◆ **INSTRUCTION**:
Print the forum thread on Dubai rental levels below word for word, from its title through its last line.

◆ **DOCUMENT PASSAGE**:
# Rental levels & locations



## Balla Boy (Jan 3, 2015)

Hi all, 

First time poster, but have been lurking for a couple of months since agreeing to accept a job in Dubai at the end of January. I'll be in a serviced apartment for a month, but with my family arriving at the end of that period thoughts are obviously turning to accommodation. 


I've had a look at the sticky thread on renting, which has been really useful, and have narrowed the search (somewhat) to Lakes/Springs and Mirdif. 

Rationale for that is that I'm looking for a villa, 2 or 3 bedroom, with a garden and relatively easy access to shops, cafes etc. With a three year old, we'd rather not have to get in a car any time we need anything. Open to alternative suggestions though! I'm trying not to make any premature decisions until I've actually landed there and had a chance to look around a bit. 

Anyway...to the point. I've had a look at rental levels in a range of locations, but I've not really got any idea in the wider sense of what I should be expecting to spend. My package has a notional housing allowance, but I suspect that's primarily to reduce their liability at the point of my departure. 

In London, my mortgage is approx 35% of my income, and I've roughly based my assumptions of affordability on that sort of ratio. But I don't really have a firm grip on what sort of demands the cost of living will put on us outside of housing. 

My salary will start at 540,000 aed per year. I'll need to pay school fees out of that. 

Will I be making a rod for my own back if I go to 240,000 aed as a rent level?


----------



## citytours (Nov 29, 2014)

I'll not suggest you to pay 240k AED for rent... If you check in Jumeirah... there are partial banglow for rent... 2 families in one banglow with separate entrance...


----------



## Felixtoo2 (Jan 16, 2009)

◆ **ENTRIES SHOWN**:
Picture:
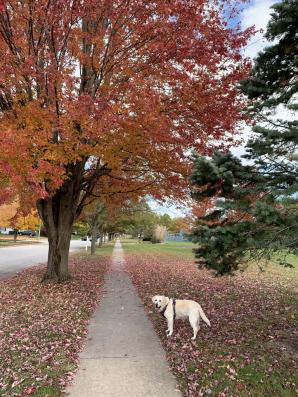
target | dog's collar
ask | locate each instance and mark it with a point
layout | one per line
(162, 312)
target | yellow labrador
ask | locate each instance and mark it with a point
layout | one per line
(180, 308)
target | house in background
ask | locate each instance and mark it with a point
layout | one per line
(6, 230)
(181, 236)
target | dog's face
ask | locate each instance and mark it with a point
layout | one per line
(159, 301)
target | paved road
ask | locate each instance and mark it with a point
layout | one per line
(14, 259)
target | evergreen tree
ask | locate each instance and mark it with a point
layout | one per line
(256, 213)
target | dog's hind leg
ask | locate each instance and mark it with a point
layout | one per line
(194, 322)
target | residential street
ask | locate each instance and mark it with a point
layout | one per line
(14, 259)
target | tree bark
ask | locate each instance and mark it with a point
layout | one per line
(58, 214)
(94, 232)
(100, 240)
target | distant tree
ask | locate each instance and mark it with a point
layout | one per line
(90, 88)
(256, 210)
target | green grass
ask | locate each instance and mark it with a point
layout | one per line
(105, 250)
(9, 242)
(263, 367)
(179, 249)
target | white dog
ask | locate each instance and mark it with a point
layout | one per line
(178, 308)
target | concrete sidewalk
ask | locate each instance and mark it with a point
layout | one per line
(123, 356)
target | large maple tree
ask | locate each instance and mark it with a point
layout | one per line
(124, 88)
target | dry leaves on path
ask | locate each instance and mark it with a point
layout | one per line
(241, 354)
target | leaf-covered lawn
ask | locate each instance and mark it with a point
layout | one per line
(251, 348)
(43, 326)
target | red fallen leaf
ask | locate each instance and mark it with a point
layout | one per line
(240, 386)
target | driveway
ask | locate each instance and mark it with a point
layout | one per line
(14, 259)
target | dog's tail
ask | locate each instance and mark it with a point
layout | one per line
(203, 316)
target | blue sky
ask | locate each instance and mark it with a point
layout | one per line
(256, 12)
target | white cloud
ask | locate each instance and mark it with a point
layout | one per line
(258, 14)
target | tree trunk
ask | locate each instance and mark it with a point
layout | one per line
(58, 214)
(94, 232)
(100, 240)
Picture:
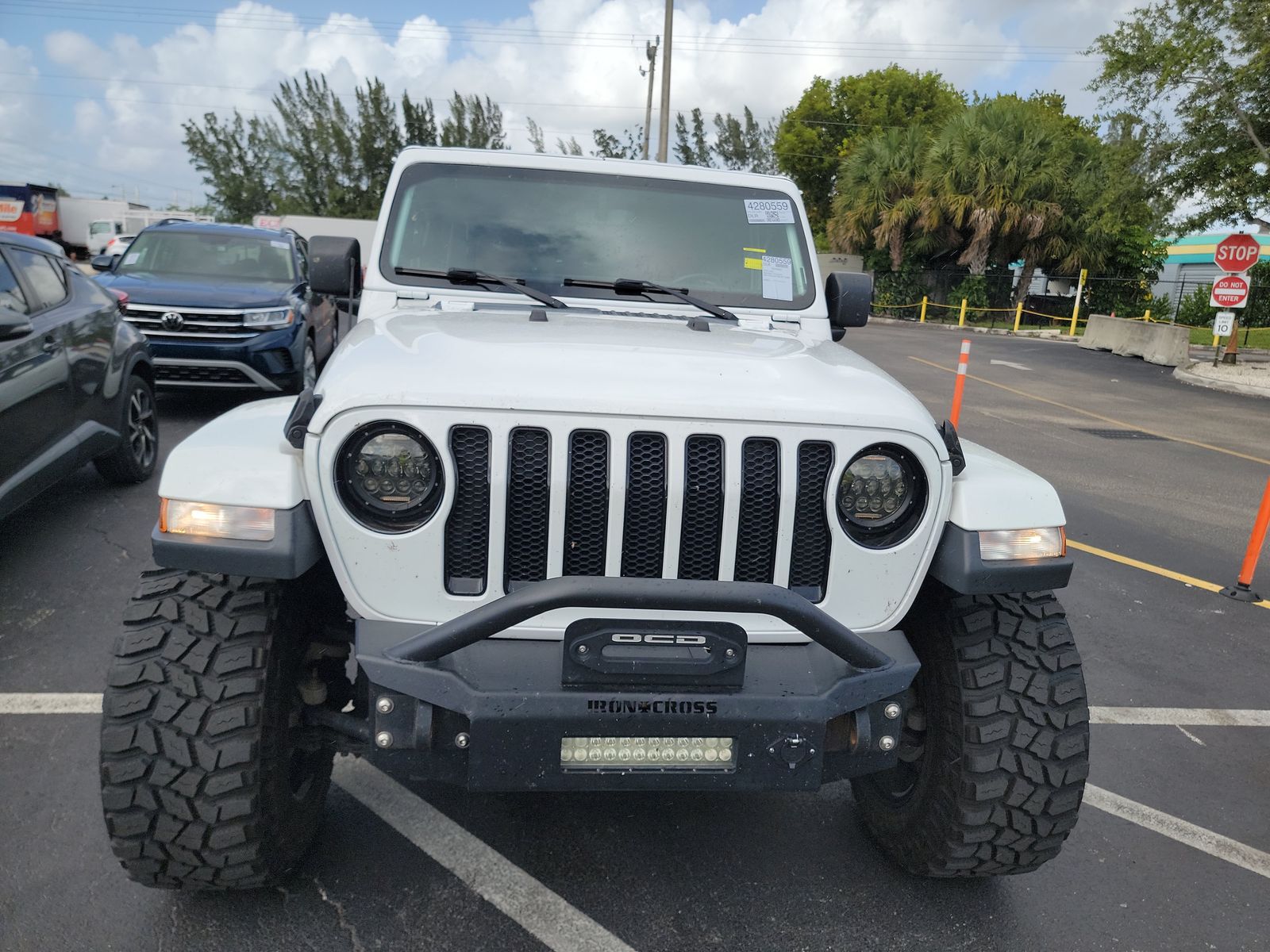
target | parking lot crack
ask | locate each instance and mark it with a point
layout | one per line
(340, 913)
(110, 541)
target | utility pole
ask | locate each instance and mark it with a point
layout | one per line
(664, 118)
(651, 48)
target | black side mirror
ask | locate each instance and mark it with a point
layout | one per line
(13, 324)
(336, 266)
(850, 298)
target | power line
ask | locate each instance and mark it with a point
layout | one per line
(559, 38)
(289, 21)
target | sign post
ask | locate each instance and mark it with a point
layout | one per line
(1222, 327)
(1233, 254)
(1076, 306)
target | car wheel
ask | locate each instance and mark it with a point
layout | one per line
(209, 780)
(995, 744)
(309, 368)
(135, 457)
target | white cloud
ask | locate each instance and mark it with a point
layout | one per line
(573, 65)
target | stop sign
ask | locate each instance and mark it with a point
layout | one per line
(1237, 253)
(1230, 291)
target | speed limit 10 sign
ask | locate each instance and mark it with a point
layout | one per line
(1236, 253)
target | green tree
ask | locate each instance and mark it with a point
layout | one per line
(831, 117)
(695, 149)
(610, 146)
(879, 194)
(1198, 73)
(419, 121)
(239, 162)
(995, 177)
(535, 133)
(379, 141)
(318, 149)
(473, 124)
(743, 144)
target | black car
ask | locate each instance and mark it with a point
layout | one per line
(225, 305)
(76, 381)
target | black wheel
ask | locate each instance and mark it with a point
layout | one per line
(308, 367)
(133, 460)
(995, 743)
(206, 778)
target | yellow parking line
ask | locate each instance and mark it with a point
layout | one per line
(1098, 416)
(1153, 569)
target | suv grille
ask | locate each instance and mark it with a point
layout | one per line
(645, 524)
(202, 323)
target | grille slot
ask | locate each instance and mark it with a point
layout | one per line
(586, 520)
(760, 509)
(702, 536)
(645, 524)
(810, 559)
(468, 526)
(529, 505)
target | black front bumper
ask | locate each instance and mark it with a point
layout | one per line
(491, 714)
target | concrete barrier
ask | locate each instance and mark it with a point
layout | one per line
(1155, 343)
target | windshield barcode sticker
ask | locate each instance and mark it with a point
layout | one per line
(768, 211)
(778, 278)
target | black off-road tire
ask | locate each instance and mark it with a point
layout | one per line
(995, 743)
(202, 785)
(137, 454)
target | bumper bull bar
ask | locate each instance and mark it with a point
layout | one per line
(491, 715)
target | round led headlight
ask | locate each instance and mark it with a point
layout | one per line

◆ **RESPONSE**:
# Rental levels & locations



## Balla Boy (Jan 3, 2015)

Hi all, 

First time poster, but have been lurking for a couple of months since agreeing to accept a job in Dubai at the end of January. I'll be in a serviced apartment for a month, but with my family arriving at the end of that period thoughts are obviously turning to accommodation. 


I've had a look at the sticky thread on renting, which has been really useful, and have narrowed the search (somewhat) to Lakes/Springs and Mirdif. 

Rationale for that is that I'm looking for a villa, 2 or 3 bedroom, with a garden and relatively easy access to shops, cafes etc. With a three year old, we'd rather not have to get in a car any time we need anything. Open to alternative suggestions though! I'm trying not to make any premature decisions until I've actually landed there and had a chance to look around a bit. 

Anyway...to the point. I've had a look at rental levels in a range of locations, but I've not really got any idea in the wider sense of what I should be expecting to spend. My package has a notional housing allowance, but I suspect that's primarily to reduce their liability at the point of my departure. 

In London, my mortgage is approx 35% of my income, and I've roughly based my assumptions of affordability on that sort of ratio. But I don't really have a firm grip on what sort of demands the cost of living will put on us outside of housing. 

My salary will start at 540,000 aed per year. I'll need to pay school fees out of that. 

Will I be making a rod for my own back if I go to 240,000 aed as a rent level?


----------



## citytours (Nov 29, 2014)

I'll not suggest you to pay 240k AED for rent... If you check in Jumeirah... there are partial banglow for rent... 2 families in one banglow with separate entrance...


----------



## Felixtoo2 (Jan 16, 2009)